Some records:
------------------------
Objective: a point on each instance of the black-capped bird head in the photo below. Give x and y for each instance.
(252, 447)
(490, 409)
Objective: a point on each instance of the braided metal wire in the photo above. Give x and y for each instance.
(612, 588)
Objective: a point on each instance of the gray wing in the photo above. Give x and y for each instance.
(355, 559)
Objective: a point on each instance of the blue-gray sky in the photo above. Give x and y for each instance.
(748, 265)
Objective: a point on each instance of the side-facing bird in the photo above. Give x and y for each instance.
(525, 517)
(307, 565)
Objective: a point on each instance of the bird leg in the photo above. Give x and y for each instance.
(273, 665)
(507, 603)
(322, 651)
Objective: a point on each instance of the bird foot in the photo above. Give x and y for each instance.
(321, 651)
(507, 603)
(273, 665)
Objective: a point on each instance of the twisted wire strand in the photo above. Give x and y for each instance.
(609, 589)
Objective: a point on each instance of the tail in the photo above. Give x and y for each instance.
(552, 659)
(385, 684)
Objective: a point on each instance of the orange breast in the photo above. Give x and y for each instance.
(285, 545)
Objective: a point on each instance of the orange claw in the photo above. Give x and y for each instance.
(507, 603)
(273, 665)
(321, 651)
------------------------
EXERCISE GOAL –
Extract each line from the listing above, please, and repeat it exactly.

SOLUTION TO THE PROBLEM –
Objective: a point on each instance of the black-capped bird head in the photo below. Give x and y for each instance.
(252, 447)
(490, 409)
Objective: a point on each instance of the braided metal wire in the photo above. Give x and y for each instance.
(612, 588)
Objective: a point on each instance of the gray wing in the photo above. Give x and y for each instance.
(355, 559)
Objective: a point on each instance of the blue-gray sky in the photo above. Give x and y for each instance.
(748, 265)
Objective: a point on each instance of the side-facing bird in the photo above. Give x and y for each instance.
(525, 517)
(307, 565)
Objective: a point on each instance of the bird leg in the photo above. Give x and y for each instance.
(273, 665)
(507, 603)
(322, 651)
Objective: a point on each instance of the bird foot in the photo above. Give x and y for each instance.
(321, 651)
(507, 603)
(273, 665)
Objective: a point on each instance of the twisted wire strand in the photo above. Give x and y for each instance.
(609, 589)
Objective: a point on each instance of the tail in the photo above. Give x and y for each instance.
(552, 659)
(385, 684)
Objective: a point on each instance of the orange breast in the photo above. Give x and y for each instance.
(285, 545)
Objective: a point on each instance of the orange claw in the photo above. Give x and y for each instance.
(507, 603)
(273, 665)
(321, 651)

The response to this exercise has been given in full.